┌─ Text segment

HONG KONG (Reuters) -Law firms in China are scrambling to comply with Beijing’s new guidance to tone down the language used to describe China-related business risks in companies’ offshore listing documents, five people familiar with the matter said.
The moves come after China’s securities regulator last month in a closed-door meeting asked domestic law firms to refrain from including negative descriptions of China’s policies or its business and legal environment in the IPO prospectuses.
A failure to do so could mean their listings are not able to get a regulatory nod, the China Securities Regulatory Commission (CSRC) warned, Reuters had first reported, citing people with knowledge of the matter.
The law firms are now racing to change the wordings in some already submitted listing prospectuses and applications yet to be filed, said the five sources, who declined to be identified due to sensitivity of the matter.
Some potential issuers, which have yet to be given the green light from the CSRC, were earlier this month asked by the regulator to tweak the risk factors in their prospectuses to comply with the new offshore listing rules, said one of the sources.
China’s new listing rules, which came into effect in March, stipulate that any “distortion or misinterpretation” on China’s laws and policy, business environment, and judiciary was prohibited.
All major markets require listing aspirants to disclose to prospective investors risks related to the companies themselves, their business sectors, and the countries where they are headquartered in their offering prospectuses.
Beijing’s demand for companies to tone down China business-related risks comes amid the country’s stuttering economy, heightened geopolitical tensions and the government’s sharpened focus on national security.

└─
┌─ Supplied material

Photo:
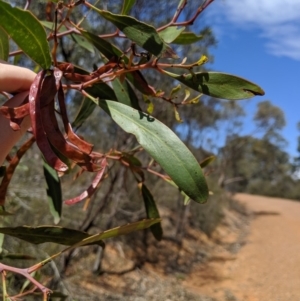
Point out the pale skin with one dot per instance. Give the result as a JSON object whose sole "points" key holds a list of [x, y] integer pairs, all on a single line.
{"points": [[15, 80]]}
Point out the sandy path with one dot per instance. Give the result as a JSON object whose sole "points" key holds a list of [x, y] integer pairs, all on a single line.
{"points": [[267, 268]]}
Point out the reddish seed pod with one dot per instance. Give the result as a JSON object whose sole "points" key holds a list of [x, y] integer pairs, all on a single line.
{"points": [[37, 91]]}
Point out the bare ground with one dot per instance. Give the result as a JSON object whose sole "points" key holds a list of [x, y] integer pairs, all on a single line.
{"points": [[268, 266], [256, 259]]}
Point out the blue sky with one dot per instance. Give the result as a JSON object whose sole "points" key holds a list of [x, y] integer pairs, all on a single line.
{"points": [[260, 41]]}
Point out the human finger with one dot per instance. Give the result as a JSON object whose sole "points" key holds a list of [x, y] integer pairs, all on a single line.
{"points": [[14, 79]]}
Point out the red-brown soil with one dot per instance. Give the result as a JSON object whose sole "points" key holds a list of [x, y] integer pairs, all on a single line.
{"points": [[267, 268]]}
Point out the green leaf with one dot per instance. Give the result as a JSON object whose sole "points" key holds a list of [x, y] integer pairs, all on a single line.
{"points": [[27, 32], [3, 212], [53, 191], [106, 48], [82, 42], [164, 146], [42, 234], [186, 38], [171, 33], [125, 94], [207, 161], [127, 5], [152, 212], [4, 45], [141, 33], [109, 50], [186, 199], [219, 85], [122, 230]]}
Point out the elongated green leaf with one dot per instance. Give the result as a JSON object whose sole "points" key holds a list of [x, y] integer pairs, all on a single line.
{"points": [[186, 38], [109, 50], [207, 161], [141, 33], [54, 192], [152, 212], [4, 45], [219, 85], [3, 212], [122, 230], [27, 32], [82, 42], [42, 234], [171, 33], [127, 5], [186, 197], [125, 94], [164, 146]]}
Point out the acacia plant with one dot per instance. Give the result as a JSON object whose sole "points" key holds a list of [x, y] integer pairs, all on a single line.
{"points": [[64, 151]]}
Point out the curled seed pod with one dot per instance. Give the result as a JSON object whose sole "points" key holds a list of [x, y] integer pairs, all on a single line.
{"points": [[38, 90]]}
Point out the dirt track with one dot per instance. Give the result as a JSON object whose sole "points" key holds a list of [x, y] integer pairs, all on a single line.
{"points": [[267, 268]]}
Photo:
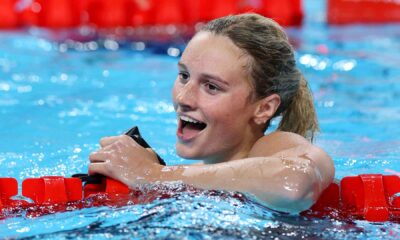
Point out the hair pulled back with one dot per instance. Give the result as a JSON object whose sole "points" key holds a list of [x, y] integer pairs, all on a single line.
{"points": [[272, 68]]}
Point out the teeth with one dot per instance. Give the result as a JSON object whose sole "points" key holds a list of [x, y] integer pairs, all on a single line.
{"points": [[188, 119]]}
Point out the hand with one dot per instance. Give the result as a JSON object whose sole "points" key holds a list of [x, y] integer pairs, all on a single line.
{"points": [[121, 158]]}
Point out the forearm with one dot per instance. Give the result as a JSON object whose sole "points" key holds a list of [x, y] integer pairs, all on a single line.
{"points": [[289, 184]]}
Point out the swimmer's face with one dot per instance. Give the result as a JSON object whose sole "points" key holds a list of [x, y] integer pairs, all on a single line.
{"points": [[212, 99]]}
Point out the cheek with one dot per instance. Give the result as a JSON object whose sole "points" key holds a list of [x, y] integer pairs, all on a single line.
{"points": [[175, 90]]}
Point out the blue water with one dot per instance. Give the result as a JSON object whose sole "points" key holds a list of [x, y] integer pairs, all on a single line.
{"points": [[57, 100]]}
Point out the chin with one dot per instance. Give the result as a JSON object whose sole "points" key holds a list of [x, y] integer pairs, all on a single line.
{"points": [[186, 153]]}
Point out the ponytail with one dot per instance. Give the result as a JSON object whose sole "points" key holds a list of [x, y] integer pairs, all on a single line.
{"points": [[300, 116]]}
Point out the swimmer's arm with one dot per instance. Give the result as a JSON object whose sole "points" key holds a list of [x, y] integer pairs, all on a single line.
{"points": [[287, 177], [284, 183]]}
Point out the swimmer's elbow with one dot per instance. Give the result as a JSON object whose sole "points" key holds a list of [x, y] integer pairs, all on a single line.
{"points": [[296, 194]]}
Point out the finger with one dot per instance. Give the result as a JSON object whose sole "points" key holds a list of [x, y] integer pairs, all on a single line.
{"points": [[98, 168], [99, 156], [105, 141]]}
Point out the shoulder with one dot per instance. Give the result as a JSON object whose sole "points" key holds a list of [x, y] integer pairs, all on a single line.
{"points": [[275, 142], [293, 145]]}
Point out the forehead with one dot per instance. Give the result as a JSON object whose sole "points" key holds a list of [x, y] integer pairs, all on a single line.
{"points": [[215, 54]]}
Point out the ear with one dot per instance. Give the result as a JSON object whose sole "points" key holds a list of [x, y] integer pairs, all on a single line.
{"points": [[266, 108]]}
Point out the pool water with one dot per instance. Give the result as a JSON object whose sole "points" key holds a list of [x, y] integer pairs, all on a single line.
{"points": [[57, 100]]}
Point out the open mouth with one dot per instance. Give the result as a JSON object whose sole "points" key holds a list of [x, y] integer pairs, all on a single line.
{"points": [[189, 127]]}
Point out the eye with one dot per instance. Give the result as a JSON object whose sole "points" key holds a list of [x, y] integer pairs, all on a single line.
{"points": [[184, 76]]}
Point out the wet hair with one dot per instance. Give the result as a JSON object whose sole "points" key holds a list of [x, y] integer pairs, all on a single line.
{"points": [[272, 68]]}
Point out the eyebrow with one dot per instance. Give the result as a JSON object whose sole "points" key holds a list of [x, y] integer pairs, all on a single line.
{"points": [[205, 75]]}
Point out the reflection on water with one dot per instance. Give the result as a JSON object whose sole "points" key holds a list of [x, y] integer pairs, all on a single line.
{"points": [[58, 99]]}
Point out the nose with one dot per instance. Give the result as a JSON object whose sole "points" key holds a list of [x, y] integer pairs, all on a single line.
{"points": [[185, 96]]}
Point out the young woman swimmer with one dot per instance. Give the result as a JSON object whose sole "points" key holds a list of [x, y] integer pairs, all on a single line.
{"points": [[235, 75]]}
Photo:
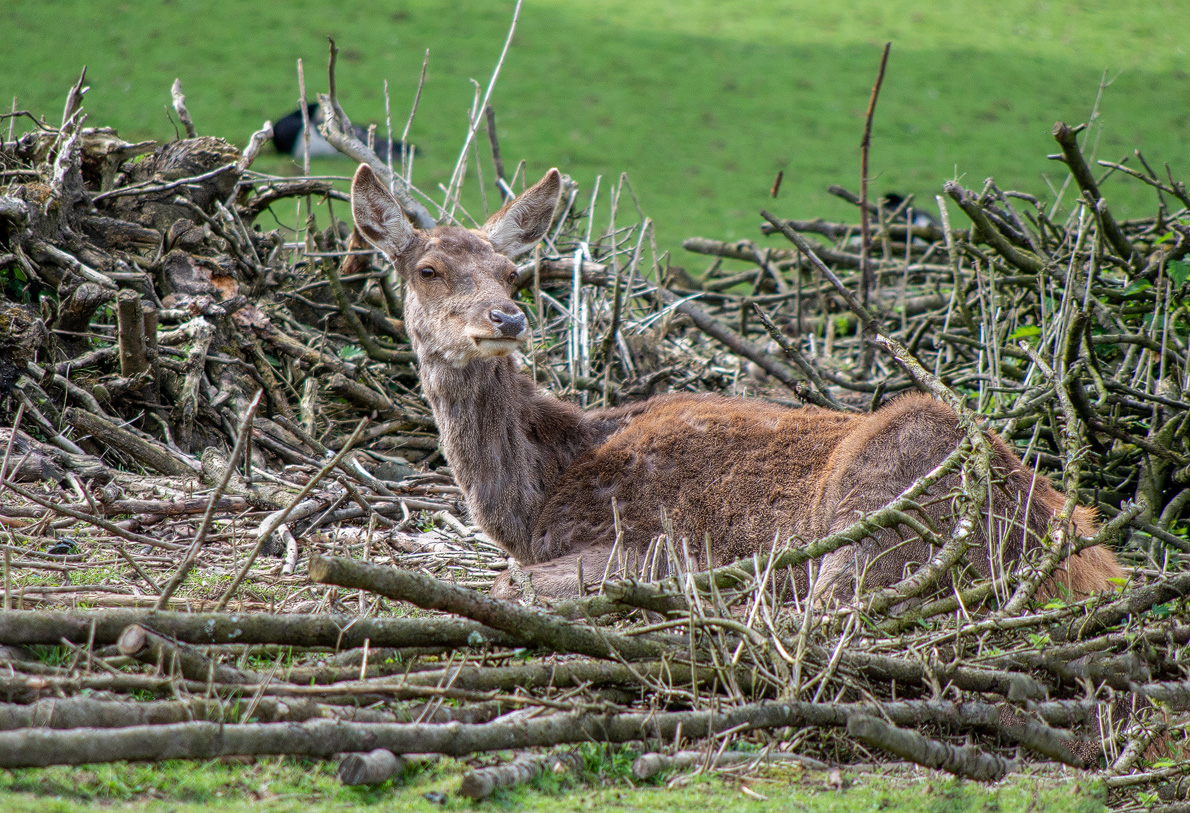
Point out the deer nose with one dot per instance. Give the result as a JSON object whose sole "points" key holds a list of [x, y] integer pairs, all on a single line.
{"points": [[511, 325]]}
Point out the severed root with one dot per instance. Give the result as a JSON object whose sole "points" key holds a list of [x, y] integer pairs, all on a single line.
{"points": [[483, 782], [371, 768]]}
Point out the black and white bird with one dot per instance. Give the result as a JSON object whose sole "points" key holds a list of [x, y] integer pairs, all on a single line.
{"points": [[288, 137], [914, 217]]}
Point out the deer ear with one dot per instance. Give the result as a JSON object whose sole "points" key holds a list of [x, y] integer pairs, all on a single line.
{"points": [[523, 223], [377, 214]]}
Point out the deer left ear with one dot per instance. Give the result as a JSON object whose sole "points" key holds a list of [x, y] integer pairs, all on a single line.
{"points": [[523, 223], [377, 214]]}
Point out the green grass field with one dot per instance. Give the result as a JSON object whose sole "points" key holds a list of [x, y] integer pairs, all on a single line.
{"points": [[700, 101], [293, 786]]}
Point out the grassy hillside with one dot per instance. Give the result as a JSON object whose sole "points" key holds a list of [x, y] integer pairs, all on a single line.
{"points": [[700, 101]]}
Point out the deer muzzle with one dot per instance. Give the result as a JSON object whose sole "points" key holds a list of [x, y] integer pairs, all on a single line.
{"points": [[507, 331]]}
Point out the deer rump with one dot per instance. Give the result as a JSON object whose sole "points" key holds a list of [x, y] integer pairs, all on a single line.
{"points": [[721, 477], [744, 474]]}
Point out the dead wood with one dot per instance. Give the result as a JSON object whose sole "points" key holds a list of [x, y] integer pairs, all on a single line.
{"points": [[371, 768], [1065, 335], [482, 782]]}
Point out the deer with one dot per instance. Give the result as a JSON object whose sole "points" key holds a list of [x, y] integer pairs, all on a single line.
{"points": [[561, 488]]}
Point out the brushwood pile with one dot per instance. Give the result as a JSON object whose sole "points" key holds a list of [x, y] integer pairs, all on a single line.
{"points": [[220, 483]]}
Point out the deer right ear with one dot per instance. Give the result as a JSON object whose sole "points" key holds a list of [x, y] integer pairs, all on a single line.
{"points": [[523, 223], [377, 214]]}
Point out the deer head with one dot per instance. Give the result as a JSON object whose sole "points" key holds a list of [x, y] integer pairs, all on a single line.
{"points": [[459, 281]]}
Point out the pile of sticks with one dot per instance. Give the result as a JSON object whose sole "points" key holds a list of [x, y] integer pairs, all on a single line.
{"points": [[238, 489]]}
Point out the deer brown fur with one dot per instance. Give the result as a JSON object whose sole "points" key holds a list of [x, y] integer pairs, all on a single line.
{"points": [[542, 476]]}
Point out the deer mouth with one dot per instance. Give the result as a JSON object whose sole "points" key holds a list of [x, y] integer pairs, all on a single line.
{"points": [[496, 346]]}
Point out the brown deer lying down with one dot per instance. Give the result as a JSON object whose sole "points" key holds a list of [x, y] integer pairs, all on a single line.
{"points": [[540, 475]]}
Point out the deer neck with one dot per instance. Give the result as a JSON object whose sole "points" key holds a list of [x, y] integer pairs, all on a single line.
{"points": [[507, 443]]}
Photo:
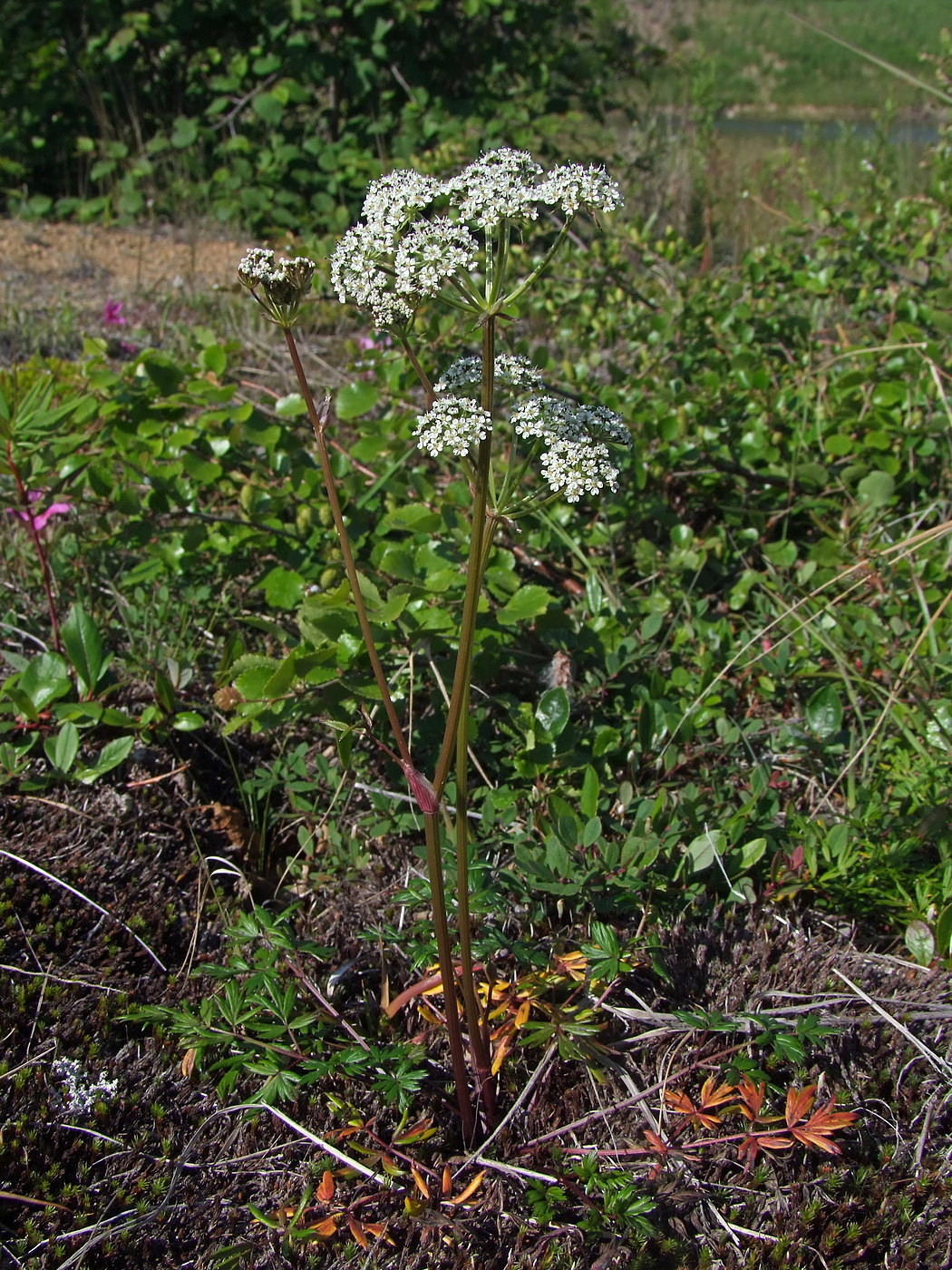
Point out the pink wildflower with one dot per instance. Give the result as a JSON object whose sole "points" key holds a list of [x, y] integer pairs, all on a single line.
{"points": [[112, 314], [40, 518]]}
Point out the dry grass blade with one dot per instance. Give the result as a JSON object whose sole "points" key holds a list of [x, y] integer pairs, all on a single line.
{"points": [[28, 864]]}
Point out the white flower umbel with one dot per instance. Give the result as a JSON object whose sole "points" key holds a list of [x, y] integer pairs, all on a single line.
{"points": [[499, 186], [359, 272], [573, 187], [423, 238], [429, 254], [278, 286], [391, 200], [513, 371], [452, 425], [575, 457], [80, 1092]]}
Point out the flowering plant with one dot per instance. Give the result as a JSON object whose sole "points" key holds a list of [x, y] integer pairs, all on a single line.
{"points": [[454, 243]]}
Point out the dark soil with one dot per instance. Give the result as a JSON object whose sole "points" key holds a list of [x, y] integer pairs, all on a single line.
{"points": [[160, 1174]]}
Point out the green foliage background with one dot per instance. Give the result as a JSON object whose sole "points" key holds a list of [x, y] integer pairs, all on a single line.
{"points": [[277, 114]]}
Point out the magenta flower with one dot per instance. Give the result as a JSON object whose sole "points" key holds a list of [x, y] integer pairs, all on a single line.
{"points": [[112, 314], [38, 520]]}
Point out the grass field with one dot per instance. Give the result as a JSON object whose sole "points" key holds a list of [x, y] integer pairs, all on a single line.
{"points": [[761, 54]]}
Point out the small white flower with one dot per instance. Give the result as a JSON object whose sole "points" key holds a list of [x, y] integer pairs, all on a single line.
{"points": [[498, 186], [359, 272], [79, 1091], [452, 425], [429, 253], [573, 187], [517, 372], [577, 467], [575, 459], [391, 200]]}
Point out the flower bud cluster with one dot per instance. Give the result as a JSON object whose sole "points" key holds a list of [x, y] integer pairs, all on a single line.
{"points": [[277, 286], [575, 459], [452, 425], [571, 440], [510, 370], [419, 234]]}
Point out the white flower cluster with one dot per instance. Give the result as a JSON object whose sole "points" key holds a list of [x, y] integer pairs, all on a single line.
{"points": [[575, 459], [80, 1094], [517, 372], [453, 425], [418, 231], [277, 286]]}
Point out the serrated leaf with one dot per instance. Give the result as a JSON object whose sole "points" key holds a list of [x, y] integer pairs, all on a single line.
{"points": [[552, 711], [527, 602], [824, 713], [84, 648]]}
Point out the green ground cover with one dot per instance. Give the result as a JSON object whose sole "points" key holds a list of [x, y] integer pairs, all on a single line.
{"points": [[711, 818]]}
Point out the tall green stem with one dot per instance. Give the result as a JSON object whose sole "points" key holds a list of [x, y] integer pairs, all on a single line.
{"points": [[418, 786], [319, 422]]}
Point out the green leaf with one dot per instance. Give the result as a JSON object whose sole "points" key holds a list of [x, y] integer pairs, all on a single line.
{"points": [[704, 850], [588, 803], [527, 602], [113, 753], [46, 679], [876, 489], [552, 710], [824, 713], [920, 943], [283, 588], [355, 399], [84, 648], [63, 748]]}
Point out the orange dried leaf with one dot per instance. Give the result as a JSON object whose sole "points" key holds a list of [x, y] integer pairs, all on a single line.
{"points": [[799, 1104], [714, 1095], [358, 1232], [822, 1123], [679, 1101], [325, 1229]]}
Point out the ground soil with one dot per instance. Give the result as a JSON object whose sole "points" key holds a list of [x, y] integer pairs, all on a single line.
{"points": [[107, 901]]}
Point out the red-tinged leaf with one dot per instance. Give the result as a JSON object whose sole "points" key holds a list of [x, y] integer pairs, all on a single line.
{"points": [[774, 1142], [679, 1101], [799, 1104], [418, 1132], [358, 1232], [824, 1121], [816, 1139], [752, 1098], [714, 1095], [325, 1228]]}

└─

## [Things to do]
1. Answer these questions from the article on China's listing rules:
(a) How many people familiar with the matter are cited as sources?
(b) In what month did China's new listing rules come into effect?
(c) Which regulator asked domestic law firms in a closed-door meeting to refrain from negative descriptions?
2. Copy from the article on China's listing rules the part that opens with the words containing "All major markets" and closes with "their offering prospectuses.".
3. Carry on the article on China's listing rules from the point where it stops.
The rows are separate material and have no connection to the article on China's listing rules.

## [Results]
1.
(a) Five.
(b) March.
(c) The China Securities Regulatory Commission (CSRC).

2.
All major markets require listing aspirants to disclose to prospective investors risks related to the companies themselves, their business sectors, and the countries where they are headquartered in their offering prospectuses.

3.
As part of the changes demanded by the regulator, lawyers are replacing descriptions of “COVID lockdown measures” in IPO applications with “the COVID-19 pandemic” to avoid references to harsh and controversial travel and business curbs during the pandemic, said the second source.
Also, instead of mentioning “foreign exchange control” in some IPO applications, local lawyers in China are proposing to use more neutral phrasing such as “foreign exchange management”, the source added.
Prospective Chinese equity issuers in offshore markets, including the United States, are required to file to the CSRC days after they submit listing applications offshore and need China’s green light to proceed with their fundraisings.
Some of the offshore IPO prospectuses, in which the changes on China risk disclosures are being made, are yet to be filed with the CSRC, the sources said.
The CSRC did not respond to Reuters’ faxed request for comment.
Since the CSRC’s meeting with law firms late last month, at least two IPO applications have tweaked the ways they describe how China makes policy changes, said the first source and a third person.
Those documents now say Chinese policies and regulations can be amended or adjusted from time to time, the two sources said, a marked shift in tone from previous wording that said the government and other local authorities can order rule changes randomly or without prior notice.
Other changes include removing a statement that entails the enforcement of arbitral awards in China is difficult, the first source said, adding, lawyers have instead put a description that China’s judicial system is different from other jurisdictions.
For one prospective Hong Kong listing, lawyers have removed references to uncertainties around China’s regulatory, political and economic environments and foreign exchange control in the prospectus, according to a fourth source.
In revised listing application rules that came into effect on Aug 1, Hong Kong’s bourse removed a section on China risks previously required specifically for mainland-incorporated companies, a move it said would align disclosure rules for all IPO-aspirants.
In response to Reuters’ request for comment, the Hong Kong Stock Exchange said on Tuesday that all listing applicants from all jurisdictions are required under Hong Kong’s listing rules to disclose all material risks, including jurisdictional risks.
“There has been no change to this requirement.”
Four of the sources said the toning down on China business-related risks in the domestic companies’ offshore listing applications could trigger queries from the U.S. Securities and Exchange Commission (SEC), which has warned companies of insufficient China-risk disclosures.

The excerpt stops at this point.